▶ _Extracted material_
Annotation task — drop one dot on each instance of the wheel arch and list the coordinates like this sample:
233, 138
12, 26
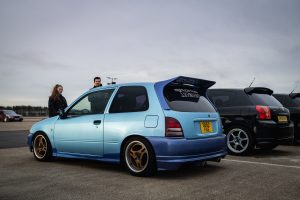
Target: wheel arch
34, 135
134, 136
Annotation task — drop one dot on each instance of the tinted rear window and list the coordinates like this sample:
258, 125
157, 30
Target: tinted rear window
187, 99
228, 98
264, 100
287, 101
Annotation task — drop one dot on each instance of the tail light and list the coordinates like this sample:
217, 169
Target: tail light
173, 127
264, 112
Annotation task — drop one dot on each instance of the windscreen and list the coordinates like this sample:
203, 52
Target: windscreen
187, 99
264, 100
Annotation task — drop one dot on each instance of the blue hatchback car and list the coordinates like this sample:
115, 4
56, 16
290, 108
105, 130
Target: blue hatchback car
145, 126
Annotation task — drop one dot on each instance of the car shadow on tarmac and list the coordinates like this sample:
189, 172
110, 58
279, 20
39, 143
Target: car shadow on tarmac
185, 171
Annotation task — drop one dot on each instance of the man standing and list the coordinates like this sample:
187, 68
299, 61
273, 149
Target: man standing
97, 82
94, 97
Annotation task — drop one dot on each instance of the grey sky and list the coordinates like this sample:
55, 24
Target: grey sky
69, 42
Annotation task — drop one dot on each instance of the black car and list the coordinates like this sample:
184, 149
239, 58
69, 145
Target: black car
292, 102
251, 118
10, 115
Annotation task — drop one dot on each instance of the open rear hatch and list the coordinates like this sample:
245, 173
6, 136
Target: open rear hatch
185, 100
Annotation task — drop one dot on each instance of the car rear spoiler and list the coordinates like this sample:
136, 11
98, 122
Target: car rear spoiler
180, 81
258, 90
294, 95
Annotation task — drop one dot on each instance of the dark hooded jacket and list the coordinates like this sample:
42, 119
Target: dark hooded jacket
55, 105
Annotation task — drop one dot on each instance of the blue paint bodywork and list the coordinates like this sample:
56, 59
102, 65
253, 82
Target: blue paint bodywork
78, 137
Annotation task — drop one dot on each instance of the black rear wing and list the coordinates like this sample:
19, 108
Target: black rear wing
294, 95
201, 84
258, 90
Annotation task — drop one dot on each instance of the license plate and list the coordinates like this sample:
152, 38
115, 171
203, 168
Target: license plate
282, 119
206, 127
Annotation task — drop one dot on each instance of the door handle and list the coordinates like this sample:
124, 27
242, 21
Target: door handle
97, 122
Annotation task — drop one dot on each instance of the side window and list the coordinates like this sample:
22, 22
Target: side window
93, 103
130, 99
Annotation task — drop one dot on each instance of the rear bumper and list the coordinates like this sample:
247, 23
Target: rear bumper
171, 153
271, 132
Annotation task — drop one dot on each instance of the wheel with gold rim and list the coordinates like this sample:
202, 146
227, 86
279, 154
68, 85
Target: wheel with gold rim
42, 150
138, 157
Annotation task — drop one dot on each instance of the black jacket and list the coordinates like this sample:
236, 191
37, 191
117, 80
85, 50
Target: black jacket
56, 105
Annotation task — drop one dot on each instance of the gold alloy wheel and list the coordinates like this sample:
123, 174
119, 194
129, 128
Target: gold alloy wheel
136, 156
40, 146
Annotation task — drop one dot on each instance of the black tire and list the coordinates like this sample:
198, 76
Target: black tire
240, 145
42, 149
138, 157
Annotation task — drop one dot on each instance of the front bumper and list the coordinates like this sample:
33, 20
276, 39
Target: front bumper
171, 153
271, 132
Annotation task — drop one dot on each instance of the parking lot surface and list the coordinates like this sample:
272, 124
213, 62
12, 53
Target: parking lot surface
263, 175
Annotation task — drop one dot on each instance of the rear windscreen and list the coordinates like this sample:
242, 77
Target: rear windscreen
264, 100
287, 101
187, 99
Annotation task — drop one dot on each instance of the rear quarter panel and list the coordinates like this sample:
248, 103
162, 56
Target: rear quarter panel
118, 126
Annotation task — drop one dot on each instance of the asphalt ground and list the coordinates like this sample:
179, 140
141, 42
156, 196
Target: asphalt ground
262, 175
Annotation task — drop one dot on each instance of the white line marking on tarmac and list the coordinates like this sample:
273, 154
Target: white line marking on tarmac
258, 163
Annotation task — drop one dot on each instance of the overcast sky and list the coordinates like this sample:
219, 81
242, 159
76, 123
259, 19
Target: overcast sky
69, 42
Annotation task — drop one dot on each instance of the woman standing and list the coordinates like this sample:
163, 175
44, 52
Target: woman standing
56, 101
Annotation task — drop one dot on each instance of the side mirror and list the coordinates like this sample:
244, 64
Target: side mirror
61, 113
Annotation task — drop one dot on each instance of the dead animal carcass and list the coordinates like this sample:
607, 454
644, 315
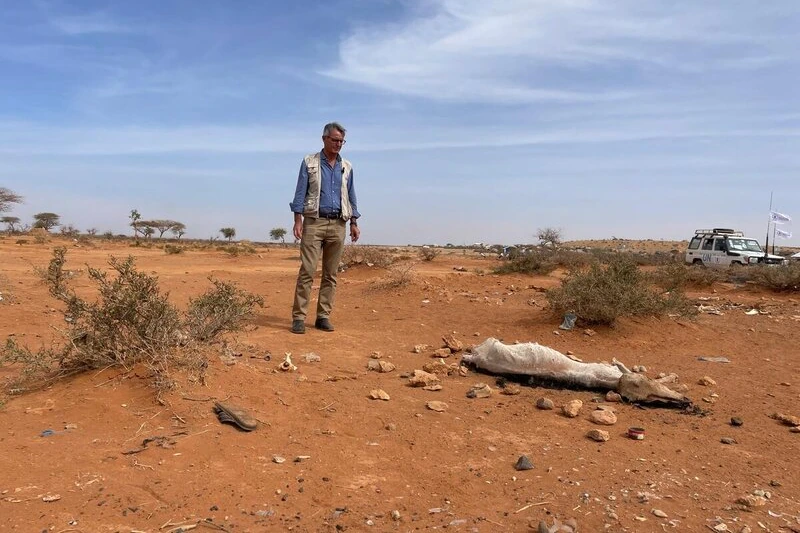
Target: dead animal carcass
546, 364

▶ _Requirement_
Rewrite the listing above, swapping every "drop one dot" for "place one marker" and leaving everything else unchanged. Leave the pictures out.

▶ _Output_
Annotation task — place one marker on each instance of the wheel arch and list the coordinates like this sample:
233, 138
12, 26
Target: wheel arch
34, 135
134, 136
Annotation task — place one marker on each instance of the tinted rear window and list the coordinates like this sample:
258, 125
157, 30
Target: tinted rear window
187, 99
228, 98
264, 100
287, 101
Annotation task — place one marker on each instance of the tail light and list the coordinates like this sample:
217, 169
Target: tail light
173, 127
264, 112
Annotation task — place one marker on each instance of the windscreen and list the coordinates like this sample:
203, 52
Target: windscreen
187, 99
264, 100
Annotation task — place one marker on each instance of the blue hatchback car and list the coordinates like this sample:
115, 4
56, 16
290, 108
105, 130
Target: blue hatchback car
145, 126
Annotation task — place one marker on each instance of the car shadow on tarmac and list the coordinates like this sample:
189, 172
110, 58
279, 20
39, 143
Target: car shadow on tarmac
185, 171
Annotation task — place one marker on each instance of the man standing and list the coordinates like this sample:
187, 68
299, 61
273, 149
Target: man standing
97, 82
94, 97
Annotation task — place one marker on each instance of the grey sky and list the coordinates like this sample:
55, 24
Target: grey sky
69, 42
Annotation task — place one marker on each instance of the black car and list the coordinates like this sample:
184, 149
239, 58
69, 145
Target: black car
292, 102
251, 118
10, 115
Annotation task — place one marker on each instance of the open rear hatch and list the coordinates like this sample:
245, 173
6, 136
Target: open rear hatch
185, 100
Annotation task — place one marker on each instance of the car rear spoiler and list the coordinates like this sample:
136, 11
98, 122
Target: car rear spoiler
180, 81
258, 90
294, 95
Annotation task — place one marker on each instance of the dark hooded jacket and list the coordinates like this sample:
42, 119
Target: dark hooded jacket
55, 105
Annotation task — place one marker on each instance of the blue paint bodywork and list the coordinates like this sample:
56, 59
102, 65
253, 82
Target: blue paint bodywork
78, 137
Annotation task — place one marker on each instance of the black rear wing and list the coordinates like this sample:
19, 108
Target: black rear wing
294, 95
201, 84
258, 90
Annotation task — place one marker on each instance of the license plate and list the coordinates like this sample:
152, 38
115, 171
203, 168
Target: license plate
282, 119
206, 127
Annotation task — place one marker on each instance of the door handle and list the coordinates like this sample:
124, 27
242, 21
Target: door handle
97, 122
Annotation task — place one marker on each instance of the side window and list the coordinates like this sample:
22, 22
Target: side window
93, 103
130, 99
Annotation task — place one marker on each instance of the rear bumper and list the coordinates like this sample:
247, 23
Target: rear bumper
171, 153
271, 132
Annotation task — place one marker on each instance of the wheel with gold rim and list the coordinates like this sample:
202, 146
227, 86
279, 154
68, 85
Target: wheel with gold rim
42, 150
138, 157
Annotation task — place one marker on each instance of the black jacket and list the coordinates like this sample:
236, 191
37, 191
117, 80
85, 50
Target: black jacket
56, 105
Annotation task — place one marker on each instance of the gold alloy wheel and list the coordinates like this sample:
123, 174
119, 194
129, 128
Target: gold alloy wheel
136, 156
40, 146
Annotation task — place one marker on each instance of the black tire and list the coordinates like this sample:
198, 76
Target: black tire
240, 145
42, 149
138, 157
Annotation task — place one marker on each instance of the front bumper and list the coordinates like this sample:
33, 20
276, 39
Target: front bumper
171, 153
271, 132
Annotation task — place one marker on each instance of the parking lot surface and list the coordinates like this sample:
272, 124
213, 62
12, 53
Target: parking lot surface
263, 175
Annotation task — place one marker on each instance of the rear windscreen and list the coordinates like this sample:
242, 77
Target: rear windscreen
264, 100
287, 101
187, 99
Annotation task — place one marker on each instance of the rear quarter panel and list the coordinates like this sample:
248, 103
162, 56
Target: rear quarter panel
118, 126
Annotation task — place one marker on each instance of the asphalt ground and list the coordinates like this sample:
179, 140
141, 42
156, 196
Target: asphalt ground
262, 175
Annotation task — place one marker on each instance of the white line marking on tarmac and list the coordinates like this sample:
273, 154
Target: white line marking on tarmac
258, 163
Annotation task — place one marker on each instance of the overcast sky and list the coordinates like this sample:
219, 81
242, 159
76, 123
259, 19
Target: overcast sky
69, 42
Annotation task — place one marker on each instance of the woman standing and list the coordinates like this sample:
163, 175
44, 52
Target: woman standing
56, 101
Annotation task — place one marker on each instance of the side mirror and list the coordinates like this sample:
244, 64
Target: side mirror
61, 113
Annotation task — place one marker on each instance of the dead animal carcass and list the coordinates like this sample:
607, 454
644, 315
Target: dead animal carcass
546, 364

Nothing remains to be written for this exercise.